*Given exercise A*: Translate this sentence from the yarn article into Spanish: "The color spans in Mandala Baby DK are so long, I made the whole hat without any change in color from the light blue!"
*Given exercise B*: Reproduce part of the yarn article word for word, beginning at the words "So, there are" and stopping after "advantage or disadvantage.".

*Quoted passage*:
+ + + + +

Yesterday, I introduced Lion Brand Mandala Baby DK, a 100% acrylic yarn, created to make colorful knits for young people that will wash as well as they wear.

A crayon-bright ball of Mandala Baby DK sits atop a bench under a white arbor with trees in the background. The colors rise above the top of the ball band with red in the foreground, fading toward the center with orange, yellow, green, blue, and purple in the center of the “cake.”

Mandala Baby DK has super long colorways.

When I talked about how perfect Mandala Baby yarn is for making the Caramoor Hat, I made a child’s hat from an adult pattern and learned that there are some considerations to make when planning a project with a long-span, variegated yarn.

The color spans in Mandala Baby DK are SO long, I was able to knit an entire hat without encountering a color change! I had even wound off some yarn from the start of the ball in the hope I would, but it didn’t!

A child’s hat sits on a wooden table with a beige background. The hat has navy blue as the main color and the light blue from a ball of Arendelle incorporated in a “Nordic fleas” pattern.

The color spans in Mandala Baby DK are so long, I made the whole hat without any change in color from the light blue!

So, there are factors to consider when using a yarn that has such long spans of color. Here are a few:

  1. Small projects such as my hat may not have many (or any) color changes appear in the project.
  2. The colors on each ball of yarn might end in different places. Care might be needed to make sure there isn’t a rapid “color jump” when a new ball is introduced.
  3. The width of the stripes will vary as the number of stitches per row change. This can work to the knitter’s/ designer’s advantage or disadvantage.
  4. A sweater could end up with different colors on the various parts. This, too, could be an effective advantage or it could cause a knitting disappointment. Remember, though: while the knitter might be disappointed in the result, a 4-year-old recipient is apt to be delighted to have a sweater with a lavender front, a pink sleeve, and turquoise halfway up the other sleeve!

+ + + + +

*Records supplied*:
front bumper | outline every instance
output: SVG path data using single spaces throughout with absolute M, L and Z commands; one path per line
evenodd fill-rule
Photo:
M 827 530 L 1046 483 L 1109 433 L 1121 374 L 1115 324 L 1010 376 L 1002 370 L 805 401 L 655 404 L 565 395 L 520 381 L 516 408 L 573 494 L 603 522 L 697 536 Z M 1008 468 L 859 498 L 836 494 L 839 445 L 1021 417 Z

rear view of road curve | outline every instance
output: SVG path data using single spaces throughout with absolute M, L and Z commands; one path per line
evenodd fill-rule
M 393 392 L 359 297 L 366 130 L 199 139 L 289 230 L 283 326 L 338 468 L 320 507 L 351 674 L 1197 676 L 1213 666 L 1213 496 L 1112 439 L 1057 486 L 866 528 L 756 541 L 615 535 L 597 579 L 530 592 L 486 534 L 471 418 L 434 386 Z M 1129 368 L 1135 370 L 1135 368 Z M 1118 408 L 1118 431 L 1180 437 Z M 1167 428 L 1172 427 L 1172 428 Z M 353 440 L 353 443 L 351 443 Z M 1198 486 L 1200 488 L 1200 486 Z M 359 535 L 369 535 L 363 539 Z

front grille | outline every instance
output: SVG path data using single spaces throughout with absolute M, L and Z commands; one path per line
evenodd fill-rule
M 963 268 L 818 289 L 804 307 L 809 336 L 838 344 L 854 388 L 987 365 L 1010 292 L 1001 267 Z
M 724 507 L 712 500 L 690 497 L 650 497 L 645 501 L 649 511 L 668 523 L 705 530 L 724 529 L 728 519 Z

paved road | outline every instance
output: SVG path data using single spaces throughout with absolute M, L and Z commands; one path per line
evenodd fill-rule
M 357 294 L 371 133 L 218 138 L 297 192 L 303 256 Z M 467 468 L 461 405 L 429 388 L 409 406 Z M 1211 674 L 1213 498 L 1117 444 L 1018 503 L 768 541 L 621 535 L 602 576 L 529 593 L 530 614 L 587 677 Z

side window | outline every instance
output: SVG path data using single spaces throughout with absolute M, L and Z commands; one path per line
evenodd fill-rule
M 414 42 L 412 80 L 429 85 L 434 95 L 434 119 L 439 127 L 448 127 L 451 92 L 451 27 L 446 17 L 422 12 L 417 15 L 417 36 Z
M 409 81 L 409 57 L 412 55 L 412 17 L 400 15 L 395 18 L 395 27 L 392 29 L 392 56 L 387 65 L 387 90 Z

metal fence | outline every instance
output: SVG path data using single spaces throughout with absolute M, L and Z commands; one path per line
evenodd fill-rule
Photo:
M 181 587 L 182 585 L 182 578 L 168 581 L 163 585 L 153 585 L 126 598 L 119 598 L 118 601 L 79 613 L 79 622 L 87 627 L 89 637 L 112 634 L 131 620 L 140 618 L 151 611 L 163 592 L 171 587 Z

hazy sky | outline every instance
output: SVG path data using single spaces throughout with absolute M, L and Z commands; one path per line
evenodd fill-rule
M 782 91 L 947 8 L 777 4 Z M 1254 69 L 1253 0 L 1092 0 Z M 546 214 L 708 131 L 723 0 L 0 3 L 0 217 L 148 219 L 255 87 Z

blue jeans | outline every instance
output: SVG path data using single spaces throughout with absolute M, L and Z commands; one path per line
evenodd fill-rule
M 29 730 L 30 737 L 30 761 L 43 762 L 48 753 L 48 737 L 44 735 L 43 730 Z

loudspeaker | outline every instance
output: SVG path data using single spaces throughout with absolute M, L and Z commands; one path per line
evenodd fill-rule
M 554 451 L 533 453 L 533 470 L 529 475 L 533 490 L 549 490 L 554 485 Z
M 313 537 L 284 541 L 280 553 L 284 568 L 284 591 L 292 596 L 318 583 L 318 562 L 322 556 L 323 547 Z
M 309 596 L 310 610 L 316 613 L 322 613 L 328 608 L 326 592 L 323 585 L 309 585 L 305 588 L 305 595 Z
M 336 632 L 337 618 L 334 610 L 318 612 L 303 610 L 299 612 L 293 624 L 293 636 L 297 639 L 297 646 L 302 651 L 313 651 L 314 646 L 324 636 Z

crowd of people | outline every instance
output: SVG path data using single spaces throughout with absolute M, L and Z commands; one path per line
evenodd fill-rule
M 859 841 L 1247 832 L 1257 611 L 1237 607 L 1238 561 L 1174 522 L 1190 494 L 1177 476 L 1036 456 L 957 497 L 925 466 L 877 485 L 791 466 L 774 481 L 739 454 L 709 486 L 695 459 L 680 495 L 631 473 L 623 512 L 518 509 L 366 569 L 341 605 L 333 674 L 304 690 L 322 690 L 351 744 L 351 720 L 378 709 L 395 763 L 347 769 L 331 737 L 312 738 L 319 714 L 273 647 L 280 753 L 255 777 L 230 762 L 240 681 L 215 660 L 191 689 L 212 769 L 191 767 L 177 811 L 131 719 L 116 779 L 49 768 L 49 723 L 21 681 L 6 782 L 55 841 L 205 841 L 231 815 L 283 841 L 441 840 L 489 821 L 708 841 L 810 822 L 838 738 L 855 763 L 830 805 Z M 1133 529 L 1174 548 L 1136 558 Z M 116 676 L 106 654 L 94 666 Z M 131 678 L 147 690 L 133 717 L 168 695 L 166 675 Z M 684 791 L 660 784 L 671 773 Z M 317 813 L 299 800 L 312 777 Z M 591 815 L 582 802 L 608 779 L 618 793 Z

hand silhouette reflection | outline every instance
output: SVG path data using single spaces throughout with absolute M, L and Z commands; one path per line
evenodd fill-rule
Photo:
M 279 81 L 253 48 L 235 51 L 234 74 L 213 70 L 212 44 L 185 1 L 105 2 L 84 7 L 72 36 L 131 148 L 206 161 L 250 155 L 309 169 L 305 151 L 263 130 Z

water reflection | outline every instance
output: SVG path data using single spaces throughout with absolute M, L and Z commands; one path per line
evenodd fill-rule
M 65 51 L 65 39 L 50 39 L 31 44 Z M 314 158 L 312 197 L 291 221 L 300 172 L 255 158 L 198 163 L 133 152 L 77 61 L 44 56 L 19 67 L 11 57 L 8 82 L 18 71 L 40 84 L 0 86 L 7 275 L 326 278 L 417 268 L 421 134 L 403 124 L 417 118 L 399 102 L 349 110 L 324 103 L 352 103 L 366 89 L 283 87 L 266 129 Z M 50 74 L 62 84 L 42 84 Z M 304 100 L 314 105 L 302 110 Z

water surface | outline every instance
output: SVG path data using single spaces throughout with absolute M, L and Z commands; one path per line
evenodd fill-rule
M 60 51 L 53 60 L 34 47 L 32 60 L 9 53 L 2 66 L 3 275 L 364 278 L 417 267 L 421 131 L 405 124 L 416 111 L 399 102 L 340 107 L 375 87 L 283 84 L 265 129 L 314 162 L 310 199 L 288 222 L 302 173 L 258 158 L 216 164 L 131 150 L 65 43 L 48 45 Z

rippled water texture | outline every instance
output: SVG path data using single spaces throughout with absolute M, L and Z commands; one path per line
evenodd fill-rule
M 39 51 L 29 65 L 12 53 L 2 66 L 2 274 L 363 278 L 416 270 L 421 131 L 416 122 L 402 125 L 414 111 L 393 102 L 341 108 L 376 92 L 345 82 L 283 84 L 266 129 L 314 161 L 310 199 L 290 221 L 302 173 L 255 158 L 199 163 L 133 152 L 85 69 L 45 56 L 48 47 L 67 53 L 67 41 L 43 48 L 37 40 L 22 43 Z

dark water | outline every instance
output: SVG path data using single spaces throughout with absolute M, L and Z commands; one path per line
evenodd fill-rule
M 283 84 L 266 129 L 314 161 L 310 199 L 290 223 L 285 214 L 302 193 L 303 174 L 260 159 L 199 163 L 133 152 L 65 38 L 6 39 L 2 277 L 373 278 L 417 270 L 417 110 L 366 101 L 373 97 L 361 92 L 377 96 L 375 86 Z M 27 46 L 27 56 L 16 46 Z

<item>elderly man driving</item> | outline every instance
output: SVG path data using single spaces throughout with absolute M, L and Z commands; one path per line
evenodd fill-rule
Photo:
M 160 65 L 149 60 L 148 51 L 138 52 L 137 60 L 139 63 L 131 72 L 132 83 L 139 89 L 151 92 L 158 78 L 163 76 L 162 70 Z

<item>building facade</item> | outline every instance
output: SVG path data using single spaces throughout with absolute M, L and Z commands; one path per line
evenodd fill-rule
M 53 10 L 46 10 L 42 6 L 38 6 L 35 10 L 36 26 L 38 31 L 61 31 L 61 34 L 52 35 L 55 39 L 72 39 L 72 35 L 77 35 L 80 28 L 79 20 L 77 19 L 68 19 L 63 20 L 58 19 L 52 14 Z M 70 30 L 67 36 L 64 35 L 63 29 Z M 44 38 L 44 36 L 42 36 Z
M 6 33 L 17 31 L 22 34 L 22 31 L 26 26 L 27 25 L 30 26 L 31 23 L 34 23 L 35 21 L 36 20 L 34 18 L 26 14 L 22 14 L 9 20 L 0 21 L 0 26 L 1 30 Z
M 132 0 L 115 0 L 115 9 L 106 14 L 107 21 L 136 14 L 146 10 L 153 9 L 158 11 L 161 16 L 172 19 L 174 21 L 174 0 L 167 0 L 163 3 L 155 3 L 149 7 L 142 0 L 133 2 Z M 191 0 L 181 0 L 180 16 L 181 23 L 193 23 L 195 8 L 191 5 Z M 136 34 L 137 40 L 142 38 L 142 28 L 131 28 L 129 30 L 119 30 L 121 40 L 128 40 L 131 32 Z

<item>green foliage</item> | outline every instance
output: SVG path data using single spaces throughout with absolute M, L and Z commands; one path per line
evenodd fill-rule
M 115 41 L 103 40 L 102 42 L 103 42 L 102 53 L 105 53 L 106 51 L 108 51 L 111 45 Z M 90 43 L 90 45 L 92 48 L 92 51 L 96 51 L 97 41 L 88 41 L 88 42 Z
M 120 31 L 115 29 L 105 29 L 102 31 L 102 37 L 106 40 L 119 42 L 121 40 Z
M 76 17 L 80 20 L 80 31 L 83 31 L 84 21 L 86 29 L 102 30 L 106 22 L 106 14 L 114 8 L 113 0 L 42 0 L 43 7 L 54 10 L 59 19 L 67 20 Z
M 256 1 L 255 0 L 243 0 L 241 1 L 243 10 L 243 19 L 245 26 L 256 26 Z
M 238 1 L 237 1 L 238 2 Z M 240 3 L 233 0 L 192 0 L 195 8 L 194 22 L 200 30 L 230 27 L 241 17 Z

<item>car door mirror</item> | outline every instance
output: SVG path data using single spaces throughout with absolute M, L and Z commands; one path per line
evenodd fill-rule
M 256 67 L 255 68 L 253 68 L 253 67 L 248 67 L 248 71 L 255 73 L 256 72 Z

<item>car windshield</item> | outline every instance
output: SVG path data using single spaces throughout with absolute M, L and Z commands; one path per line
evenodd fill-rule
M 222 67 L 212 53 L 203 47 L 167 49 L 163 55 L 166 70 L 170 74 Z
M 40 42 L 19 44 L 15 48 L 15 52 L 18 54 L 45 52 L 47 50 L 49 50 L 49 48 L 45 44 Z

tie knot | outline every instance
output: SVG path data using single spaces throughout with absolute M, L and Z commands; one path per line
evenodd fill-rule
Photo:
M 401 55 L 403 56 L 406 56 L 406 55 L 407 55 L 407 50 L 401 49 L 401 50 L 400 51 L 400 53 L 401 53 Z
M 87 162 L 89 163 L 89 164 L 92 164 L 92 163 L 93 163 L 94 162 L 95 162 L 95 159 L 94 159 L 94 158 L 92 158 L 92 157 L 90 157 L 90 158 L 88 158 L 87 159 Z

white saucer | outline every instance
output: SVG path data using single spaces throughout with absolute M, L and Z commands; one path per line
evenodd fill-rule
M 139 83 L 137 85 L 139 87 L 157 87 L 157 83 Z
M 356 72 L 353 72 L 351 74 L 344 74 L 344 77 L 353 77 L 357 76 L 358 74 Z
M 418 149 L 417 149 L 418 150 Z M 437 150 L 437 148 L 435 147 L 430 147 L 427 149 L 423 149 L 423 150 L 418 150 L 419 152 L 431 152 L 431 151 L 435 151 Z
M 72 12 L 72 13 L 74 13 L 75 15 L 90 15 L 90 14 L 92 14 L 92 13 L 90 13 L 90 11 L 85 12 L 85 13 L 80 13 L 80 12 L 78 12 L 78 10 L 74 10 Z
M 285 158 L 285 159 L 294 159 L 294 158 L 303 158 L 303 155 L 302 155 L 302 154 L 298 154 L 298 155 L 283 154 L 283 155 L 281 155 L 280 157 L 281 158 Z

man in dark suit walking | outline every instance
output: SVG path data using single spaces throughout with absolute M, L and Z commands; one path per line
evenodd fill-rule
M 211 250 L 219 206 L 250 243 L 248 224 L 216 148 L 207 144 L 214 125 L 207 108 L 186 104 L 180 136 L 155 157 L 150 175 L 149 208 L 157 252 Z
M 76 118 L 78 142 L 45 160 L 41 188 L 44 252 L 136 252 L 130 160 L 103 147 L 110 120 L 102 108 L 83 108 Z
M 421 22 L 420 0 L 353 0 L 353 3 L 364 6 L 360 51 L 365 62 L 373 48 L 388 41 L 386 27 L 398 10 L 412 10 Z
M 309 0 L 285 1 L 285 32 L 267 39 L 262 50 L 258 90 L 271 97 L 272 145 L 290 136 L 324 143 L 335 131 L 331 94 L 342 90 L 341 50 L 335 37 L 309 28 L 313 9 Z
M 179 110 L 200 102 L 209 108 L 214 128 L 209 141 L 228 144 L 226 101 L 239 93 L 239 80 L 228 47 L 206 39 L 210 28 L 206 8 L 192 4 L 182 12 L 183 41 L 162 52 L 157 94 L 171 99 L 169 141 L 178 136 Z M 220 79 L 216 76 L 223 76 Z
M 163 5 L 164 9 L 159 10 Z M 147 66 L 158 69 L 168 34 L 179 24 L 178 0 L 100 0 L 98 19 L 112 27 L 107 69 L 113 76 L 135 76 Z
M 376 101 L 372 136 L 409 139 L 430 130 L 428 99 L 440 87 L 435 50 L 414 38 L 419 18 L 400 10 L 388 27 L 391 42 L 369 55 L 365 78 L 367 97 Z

+ + + + +

*Written answer A*: ¡Los tramos de color de Mandala Baby DK son tan largos que hice el gorro entero sin ningún cambio de color desde el azul claro!

*Written answer B*:
So, there are factors to consider when using a yarn that has such long spans of color. Here are a few:

  1. Small projects such as my hat may not have many (or any) color changes appear in the project.
  2. The colors on each ball of yarn might end in different places. Care might be needed to make sure there isn’t a rapid “color jump” when a new ball is introduced.
  3. The width of the stripes will vary as the number of stitches per row change. This can work to the knitter’s/ designer’s advantage or disadvantage.